▶ **GOAL OF THE EXERCISE**
Arrange the stretch from the line containing "One keypoint belongs to every instance. Tag the white cloud" through the end of the records as a Markdown table with the columns Row and Line, giving each line a row number and omitting blank lines. Exclude the pictures.

▶ **ROWS**
-- BEGIN --

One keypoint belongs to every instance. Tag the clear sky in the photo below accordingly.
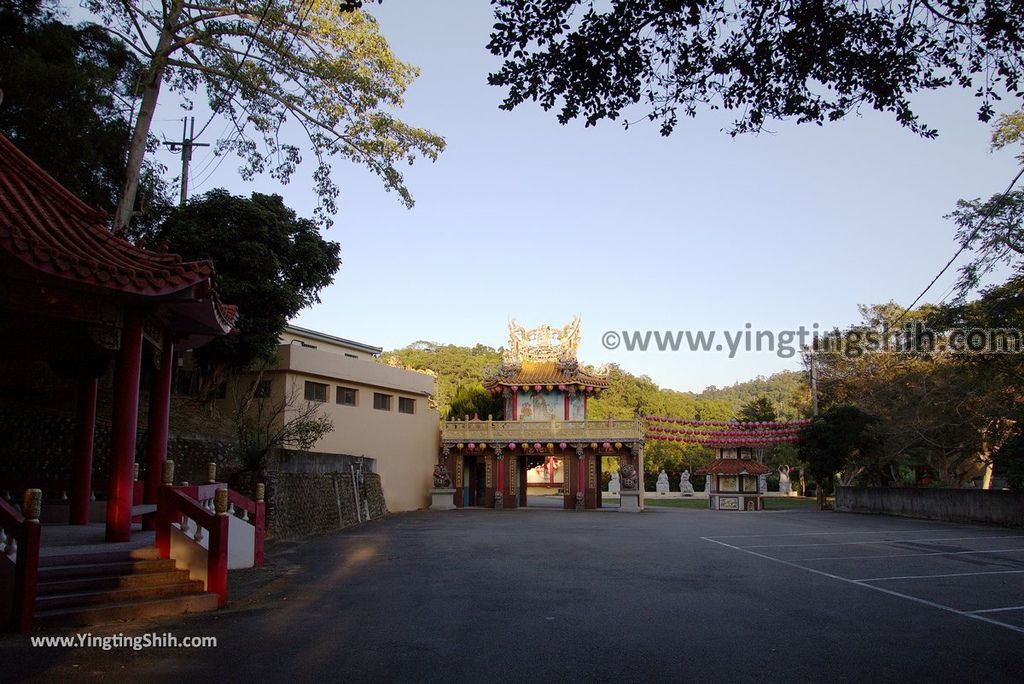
(524, 218)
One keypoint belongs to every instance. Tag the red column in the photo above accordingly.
(125, 419)
(85, 424)
(160, 410)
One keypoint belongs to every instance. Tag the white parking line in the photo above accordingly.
(1013, 607)
(947, 539)
(855, 531)
(912, 555)
(945, 574)
(882, 590)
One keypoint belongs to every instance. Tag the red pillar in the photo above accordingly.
(160, 411)
(125, 419)
(85, 424)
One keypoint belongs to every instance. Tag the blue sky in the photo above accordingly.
(524, 218)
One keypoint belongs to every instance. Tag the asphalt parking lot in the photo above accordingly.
(669, 595)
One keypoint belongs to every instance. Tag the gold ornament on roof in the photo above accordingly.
(543, 343)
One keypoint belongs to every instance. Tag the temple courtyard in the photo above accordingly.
(550, 595)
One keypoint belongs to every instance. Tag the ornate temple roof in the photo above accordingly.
(544, 357)
(47, 234)
(734, 467)
(46, 227)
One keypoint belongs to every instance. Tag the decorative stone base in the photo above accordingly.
(629, 502)
(441, 500)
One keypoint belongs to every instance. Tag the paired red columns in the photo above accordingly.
(160, 411)
(85, 424)
(125, 419)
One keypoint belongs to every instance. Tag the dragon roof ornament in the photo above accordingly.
(543, 343)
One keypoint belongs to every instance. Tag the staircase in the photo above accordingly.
(77, 590)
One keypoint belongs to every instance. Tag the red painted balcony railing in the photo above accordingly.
(19, 545)
(181, 505)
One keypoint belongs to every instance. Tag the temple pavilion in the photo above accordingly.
(546, 428)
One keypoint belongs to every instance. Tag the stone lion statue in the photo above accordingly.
(441, 479)
(629, 476)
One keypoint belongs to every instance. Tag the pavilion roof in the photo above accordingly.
(50, 230)
(529, 374)
(734, 467)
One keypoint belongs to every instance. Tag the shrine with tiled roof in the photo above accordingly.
(545, 439)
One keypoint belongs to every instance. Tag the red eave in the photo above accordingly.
(46, 227)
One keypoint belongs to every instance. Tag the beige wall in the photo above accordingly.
(403, 446)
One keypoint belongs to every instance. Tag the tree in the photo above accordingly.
(273, 420)
(766, 59)
(835, 441)
(69, 89)
(760, 410)
(992, 229)
(474, 400)
(318, 63)
(269, 263)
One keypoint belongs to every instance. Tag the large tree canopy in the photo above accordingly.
(269, 262)
(67, 100)
(318, 63)
(813, 60)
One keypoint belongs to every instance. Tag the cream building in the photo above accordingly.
(381, 414)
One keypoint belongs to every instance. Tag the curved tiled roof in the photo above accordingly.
(46, 227)
(734, 467)
(548, 373)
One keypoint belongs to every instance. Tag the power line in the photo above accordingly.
(964, 246)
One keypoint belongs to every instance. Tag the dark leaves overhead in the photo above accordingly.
(812, 60)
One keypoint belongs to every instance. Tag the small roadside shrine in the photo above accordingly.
(736, 476)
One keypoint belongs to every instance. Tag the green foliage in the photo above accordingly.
(837, 440)
(763, 59)
(322, 67)
(474, 400)
(269, 262)
(760, 410)
(67, 103)
(1009, 462)
(454, 366)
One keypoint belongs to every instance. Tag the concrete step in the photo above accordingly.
(142, 553)
(88, 584)
(121, 595)
(85, 569)
(83, 615)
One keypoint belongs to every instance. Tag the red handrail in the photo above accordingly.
(172, 503)
(26, 533)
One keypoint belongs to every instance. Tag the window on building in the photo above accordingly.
(262, 389)
(345, 396)
(382, 401)
(315, 391)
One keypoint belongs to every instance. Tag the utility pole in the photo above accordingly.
(186, 145)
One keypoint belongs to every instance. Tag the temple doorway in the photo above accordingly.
(545, 477)
(474, 481)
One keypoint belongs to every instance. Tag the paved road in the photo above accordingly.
(537, 595)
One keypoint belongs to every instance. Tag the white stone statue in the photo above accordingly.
(784, 484)
(663, 482)
(684, 484)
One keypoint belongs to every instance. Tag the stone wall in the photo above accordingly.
(992, 506)
(299, 504)
(36, 446)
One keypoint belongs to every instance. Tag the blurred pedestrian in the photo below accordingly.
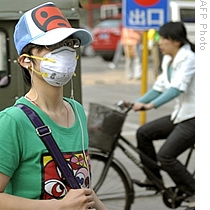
(29, 175)
(177, 81)
(131, 41)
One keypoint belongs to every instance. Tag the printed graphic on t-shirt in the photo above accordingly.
(53, 186)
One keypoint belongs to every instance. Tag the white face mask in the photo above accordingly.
(60, 67)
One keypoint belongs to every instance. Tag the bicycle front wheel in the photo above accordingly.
(115, 189)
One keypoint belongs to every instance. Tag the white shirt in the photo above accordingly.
(182, 78)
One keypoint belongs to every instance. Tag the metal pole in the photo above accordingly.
(144, 74)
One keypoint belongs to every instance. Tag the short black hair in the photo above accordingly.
(28, 50)
(176, 31)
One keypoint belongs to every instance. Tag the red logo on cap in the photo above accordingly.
(146, 3)
(49, 17)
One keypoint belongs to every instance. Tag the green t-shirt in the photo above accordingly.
(25, 159)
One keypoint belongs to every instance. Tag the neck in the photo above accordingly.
(47, 98)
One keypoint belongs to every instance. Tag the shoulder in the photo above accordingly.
(75, 105)
(185, 53)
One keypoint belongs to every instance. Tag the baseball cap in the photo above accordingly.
(46, 25)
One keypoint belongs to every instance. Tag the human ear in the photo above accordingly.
(24, 61)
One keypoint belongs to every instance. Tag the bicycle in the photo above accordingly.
(111, 180)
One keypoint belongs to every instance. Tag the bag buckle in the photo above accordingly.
(43, 130)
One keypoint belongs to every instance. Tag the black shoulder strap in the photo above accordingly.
(44, 132)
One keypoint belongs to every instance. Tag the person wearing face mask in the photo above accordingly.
(29, 176)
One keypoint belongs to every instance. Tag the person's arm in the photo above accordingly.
(98, 204)
(80, 199)
(149, 96)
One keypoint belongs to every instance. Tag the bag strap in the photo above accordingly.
(44, 132)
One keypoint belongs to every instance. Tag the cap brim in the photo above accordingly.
(56, 35)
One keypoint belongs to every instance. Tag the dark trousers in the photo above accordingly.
(179, 137)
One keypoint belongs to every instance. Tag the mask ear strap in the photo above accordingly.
(39, 58)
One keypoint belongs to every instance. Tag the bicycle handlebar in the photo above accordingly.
(122, 104)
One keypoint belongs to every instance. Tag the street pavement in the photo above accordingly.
(105, 86)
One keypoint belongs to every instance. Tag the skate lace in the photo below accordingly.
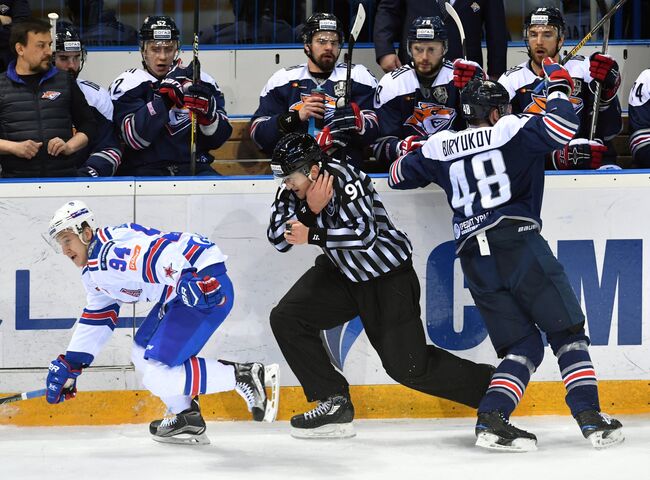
(321, 409)
(168, 421)
(248, 393)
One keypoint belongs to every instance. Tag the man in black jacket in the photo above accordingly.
(394, 17)
(39, 105)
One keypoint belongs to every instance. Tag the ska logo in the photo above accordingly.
(538, 104)
(429, 118)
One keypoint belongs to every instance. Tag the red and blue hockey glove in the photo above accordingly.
(466, 70)
(557, 78)
(348, 119)
(61, 382)
(580, 154)
(200, 99)
(604, 69)
(200, 293)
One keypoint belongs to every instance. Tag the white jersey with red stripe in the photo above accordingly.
(131, 263)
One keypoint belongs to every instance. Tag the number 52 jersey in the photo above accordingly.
(490, 173)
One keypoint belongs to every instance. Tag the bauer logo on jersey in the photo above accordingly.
(430, 118)
(50, 95)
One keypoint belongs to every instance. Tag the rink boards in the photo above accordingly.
(596, 224)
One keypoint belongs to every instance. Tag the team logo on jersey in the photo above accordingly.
(169, 271)
(430, 118)
(538, 104)
(50, 95)
(440, 94)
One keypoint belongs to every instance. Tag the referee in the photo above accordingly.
(365, 271)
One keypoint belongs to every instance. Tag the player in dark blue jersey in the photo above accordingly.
(104, 154)
(152, 108)
(420, 98)
(544, 30)
(639, 110)
(309, 98)
(493, 176)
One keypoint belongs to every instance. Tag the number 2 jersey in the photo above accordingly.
(521, 82)
(490, 173)
(128, 264)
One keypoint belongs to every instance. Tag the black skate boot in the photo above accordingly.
(602, 430)
(332, 418)
(186, 427)
(495, 432)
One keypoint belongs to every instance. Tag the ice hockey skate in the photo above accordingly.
(495, 432)
(251, 378)
(332, 418)
(600, 429)
(186, 427)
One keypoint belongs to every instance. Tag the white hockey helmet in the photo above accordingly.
(72, 217)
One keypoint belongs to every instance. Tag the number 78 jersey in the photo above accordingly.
(490, 173)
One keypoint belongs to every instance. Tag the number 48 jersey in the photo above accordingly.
(490, 173)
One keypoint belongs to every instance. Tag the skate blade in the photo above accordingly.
(333, 430)
(184, 439)
(491, 442)
(272, 380)
(614, 438)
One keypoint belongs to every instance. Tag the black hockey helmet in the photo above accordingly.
(427, 29)
(69, 40)
(545, 16)
(319, 22)
(158, 27)
(295, 152)
(479, 97)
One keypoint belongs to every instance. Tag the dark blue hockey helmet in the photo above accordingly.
(295, 152)
(427, 29)
(479, 97)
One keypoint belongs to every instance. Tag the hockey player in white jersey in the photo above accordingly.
(639, 111)
(104, 154)
(185, 274)
(544, 36)
(152, 108)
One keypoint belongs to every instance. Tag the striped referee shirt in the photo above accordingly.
(354, 229)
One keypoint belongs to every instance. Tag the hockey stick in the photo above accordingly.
(53, 17)
(599, 86)
(196, 77)
(23, 396)
(451, 11)
(354, 34)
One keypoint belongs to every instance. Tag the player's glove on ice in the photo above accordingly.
(557, 78)
(200, 293)
(466, 70)
(579, 154)
(61, 382)
(200, 99)
(348, 119)
(604, 69)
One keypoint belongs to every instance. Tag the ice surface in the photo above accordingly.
(435, 449)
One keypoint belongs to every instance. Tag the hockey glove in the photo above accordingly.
(579, 154)
(466, 70)
(329, 141)
(410, 143)
(557, 78)
(200, 293)
(604, 69)
(61, 380)
(348, 119)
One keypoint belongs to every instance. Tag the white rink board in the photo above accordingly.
(600, 208)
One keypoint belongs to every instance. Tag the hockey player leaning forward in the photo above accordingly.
(493, 175)
(544, 37)
(186, 275)
(152, 107)
(365, 270)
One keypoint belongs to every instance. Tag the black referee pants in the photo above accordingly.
(389, 308)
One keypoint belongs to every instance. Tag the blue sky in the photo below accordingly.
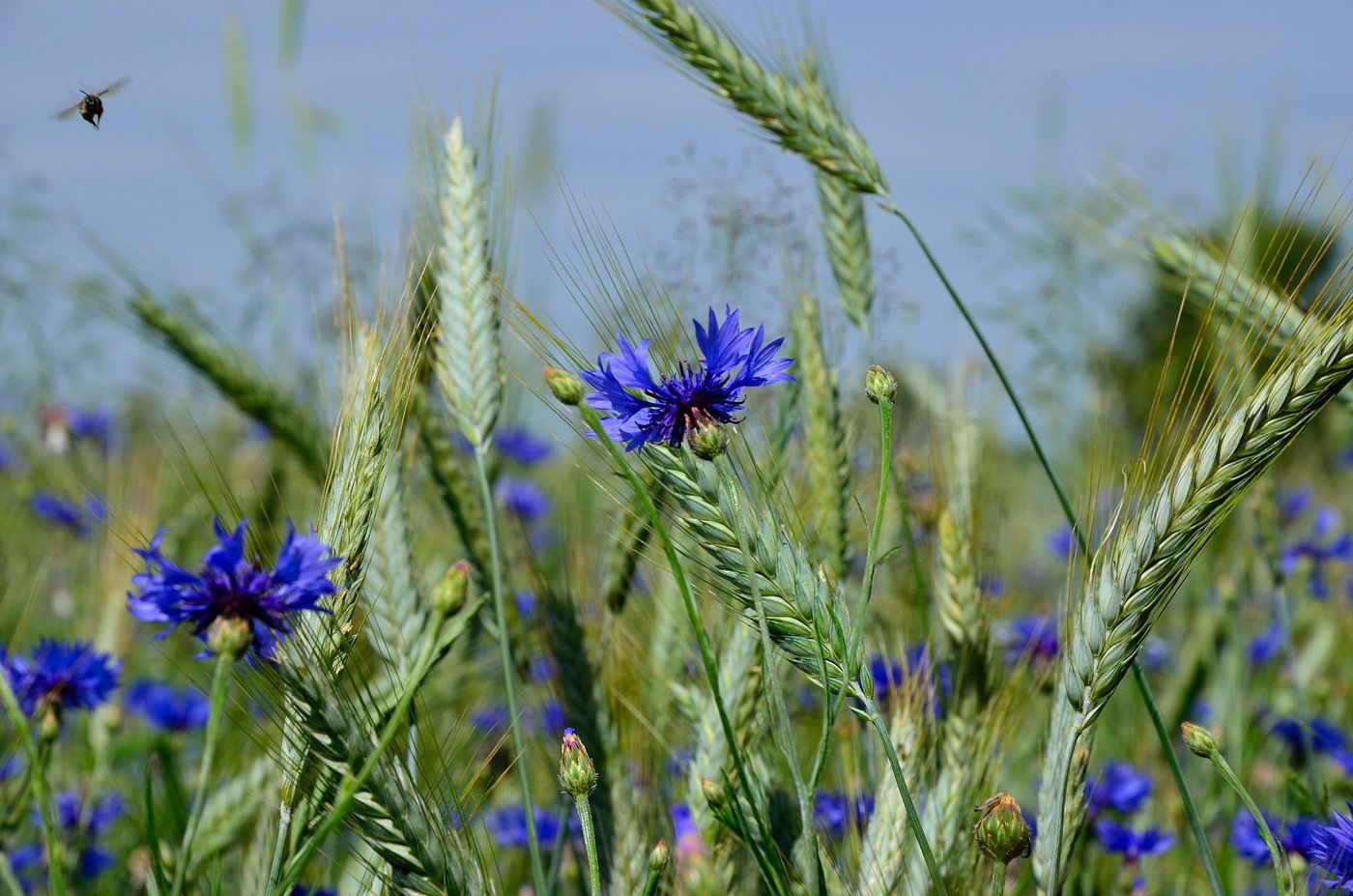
(949, 97)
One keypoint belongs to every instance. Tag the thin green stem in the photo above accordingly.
(1142, 685)
(697, 624)
(998, 880)
(885, 465)
(913, 818)
(41, 792)
(589, 845)
(219, 686)
(1281, 866)
(507, 666)
(1195, 821)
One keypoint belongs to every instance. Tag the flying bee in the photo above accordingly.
(91, 105)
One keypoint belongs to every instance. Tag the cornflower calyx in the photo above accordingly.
(565, 388)
(710, 391)
(1001, 831)
(1199, 740)
(879, 385)
(577, 773)
(254, 604)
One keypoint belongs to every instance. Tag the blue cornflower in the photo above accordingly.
(734, 359)
(1134, 845)
(67, 513)
(835, 811)
(523, 447)
(1119, 787)
(1318, 736)
(99, 426)
(166, 707)
(29, 861)
(227, 587)
(1323, 547)
(523, 499)
(1332, 851)
(63, 676)
(1032, 638)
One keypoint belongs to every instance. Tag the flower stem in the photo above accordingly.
(1281, 868)
(913, 818)
(537, 868)
(219, 686)
(697, 624)
(998, 880)
(1142, 686)
(589, 844)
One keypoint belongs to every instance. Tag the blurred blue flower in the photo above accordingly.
(523, 447)
(229, 587)
(1118, 787)
(166, 707)
(67, 513)
(1325, 546)
(63, 676)
(1332, 851)
(99, 426)
(523, 499)
(1267, 645)
(1314, 736)
(507, 825)
(1134, 845)
(835, 811)
(734, 361)
(1032, 638)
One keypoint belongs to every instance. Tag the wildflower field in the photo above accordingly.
(694, 594)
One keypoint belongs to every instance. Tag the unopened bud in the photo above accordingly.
(1001, 832)
(230, 636)
(707, 440)
(879, 385)
(1199, 740)
(564, 386)
(577, 771)
(450, 591)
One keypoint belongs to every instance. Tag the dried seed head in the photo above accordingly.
(879, 385)
(1001, 832)
(1199, 740)
(450, 591)
(577, 771)
(707, 440)
(564, 386)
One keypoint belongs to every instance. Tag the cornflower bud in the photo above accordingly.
(577, 771)
(879, 385)
(1001, 832)
(230, 636)
(450, 591)
(707, 440)
(1199, 740)
(564, 386)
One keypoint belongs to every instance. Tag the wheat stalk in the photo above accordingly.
(795, 117)
(240, 381)
(469, 356)
(1134, 578)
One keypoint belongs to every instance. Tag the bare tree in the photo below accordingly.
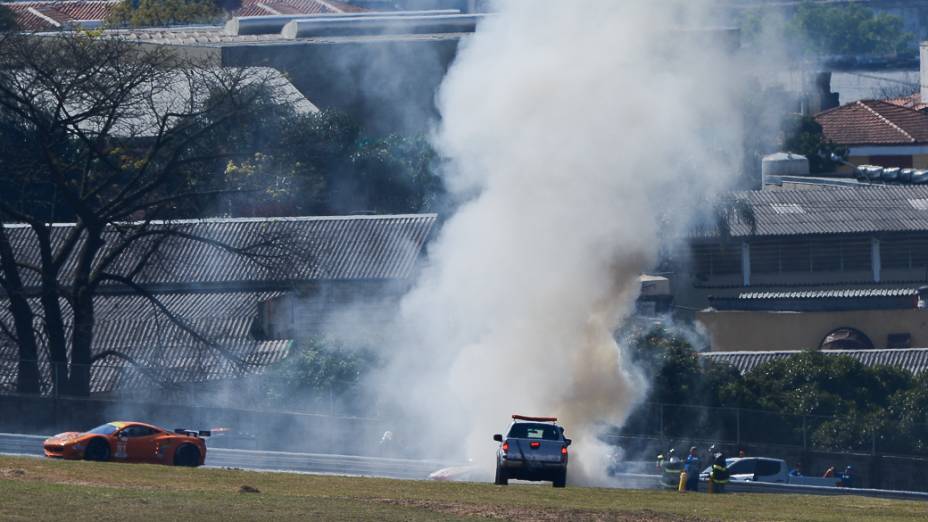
(112, 137)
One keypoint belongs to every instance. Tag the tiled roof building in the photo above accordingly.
(292, 7)
(871, 122)
(227, 299)
(50, 15)
(885, 133)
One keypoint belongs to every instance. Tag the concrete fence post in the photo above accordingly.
(804, 444)
(738, 425)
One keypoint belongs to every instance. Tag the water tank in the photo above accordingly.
(784, 164)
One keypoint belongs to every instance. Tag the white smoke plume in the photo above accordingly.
(570, 130)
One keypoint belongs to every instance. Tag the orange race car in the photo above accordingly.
(131, 442)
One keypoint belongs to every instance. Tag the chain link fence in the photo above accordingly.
(741, 427)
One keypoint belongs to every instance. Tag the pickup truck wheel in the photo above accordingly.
(501, 478)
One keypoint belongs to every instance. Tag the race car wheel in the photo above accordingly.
(501, 478)
(97, 449)
(187, 455)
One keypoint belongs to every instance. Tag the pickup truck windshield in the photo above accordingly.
(526, 430)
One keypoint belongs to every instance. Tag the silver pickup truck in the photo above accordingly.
(535, 449)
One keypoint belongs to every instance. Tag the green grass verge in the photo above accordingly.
(36, 489)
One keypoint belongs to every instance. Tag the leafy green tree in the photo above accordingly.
(157, 13)
(803, 135)
(323, 164)
(848, 29)
(316, 368)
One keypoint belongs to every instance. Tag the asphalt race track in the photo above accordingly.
(17, 444)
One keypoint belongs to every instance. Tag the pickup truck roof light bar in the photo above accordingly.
(535, 419)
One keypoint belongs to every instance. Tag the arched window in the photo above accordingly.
(846, 339)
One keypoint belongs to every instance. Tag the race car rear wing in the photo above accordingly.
(535, 419)
(193, 433)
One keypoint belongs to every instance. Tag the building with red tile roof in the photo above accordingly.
(59, 14)
(292, 7)
(878, 132)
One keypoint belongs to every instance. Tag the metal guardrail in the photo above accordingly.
(17, 444)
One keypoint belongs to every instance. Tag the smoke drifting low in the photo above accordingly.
(569, 129)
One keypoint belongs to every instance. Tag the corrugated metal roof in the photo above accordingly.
(282, 250)
(820, 300)
(839, 293)
(914, 360)
(831, 210)
(162, 353)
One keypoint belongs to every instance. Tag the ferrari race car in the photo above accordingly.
(131, 442)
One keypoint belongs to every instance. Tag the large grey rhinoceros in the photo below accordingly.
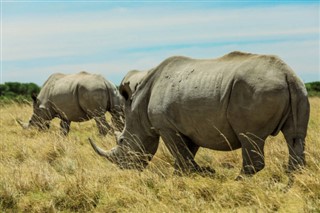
(77, 97)
(133, 79)
(227, 103)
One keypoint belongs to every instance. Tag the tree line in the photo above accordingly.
(21, 92)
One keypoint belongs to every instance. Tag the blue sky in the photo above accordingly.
(39, 38)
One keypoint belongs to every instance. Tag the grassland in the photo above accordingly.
(45, 172)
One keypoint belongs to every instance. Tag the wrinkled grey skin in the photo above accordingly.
(133, 79)
(76, 98)
(227, 103)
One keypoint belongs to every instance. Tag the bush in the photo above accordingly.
(17, 92)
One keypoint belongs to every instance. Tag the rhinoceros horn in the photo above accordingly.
(22, 124)
(101, 152)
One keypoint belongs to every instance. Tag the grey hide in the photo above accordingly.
(76, 98)
(227, 103)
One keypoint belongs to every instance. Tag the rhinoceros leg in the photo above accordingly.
(252, 153)
(296, 153)
(183, 150)
(102, 125)
(65, 127)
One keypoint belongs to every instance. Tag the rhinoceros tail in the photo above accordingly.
(295, 127)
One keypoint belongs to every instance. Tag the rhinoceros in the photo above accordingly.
(133, 78)
(76, 98)
(235, 101)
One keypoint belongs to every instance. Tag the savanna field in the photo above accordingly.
(46, 172)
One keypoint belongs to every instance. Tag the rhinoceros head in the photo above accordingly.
(137, 143)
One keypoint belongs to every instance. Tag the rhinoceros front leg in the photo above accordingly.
(184, 151)
(65, 127)
(102, 125)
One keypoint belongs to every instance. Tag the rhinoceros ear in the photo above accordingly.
(125, 90)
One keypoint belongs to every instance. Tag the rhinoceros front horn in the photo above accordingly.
(101, 152)
(22, 124)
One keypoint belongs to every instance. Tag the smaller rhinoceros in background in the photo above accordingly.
(76, 98)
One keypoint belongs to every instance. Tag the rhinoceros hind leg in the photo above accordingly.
(102, 125)
(183, 150)
(252, 154)
(65, 127)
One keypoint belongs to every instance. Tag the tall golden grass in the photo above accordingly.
(45, 172)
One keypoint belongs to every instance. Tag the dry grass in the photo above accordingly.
(44, 172)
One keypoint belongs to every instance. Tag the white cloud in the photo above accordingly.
(128, 38)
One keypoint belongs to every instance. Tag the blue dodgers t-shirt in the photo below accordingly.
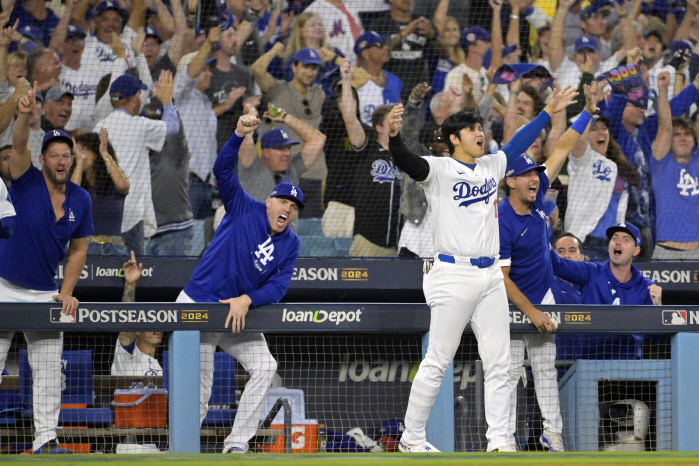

-- END --

▶ **REPLY**
| Row | Line |
|---|---|
| 1 | One keypoint belongs to every instance. Tag the white cloud in the photo above accordingly. |
| 2 | (128, 38) |
| 3 | One keypoint belongs to every instance. Tag the blue dodgers t-shirt in the photo below accordingly. |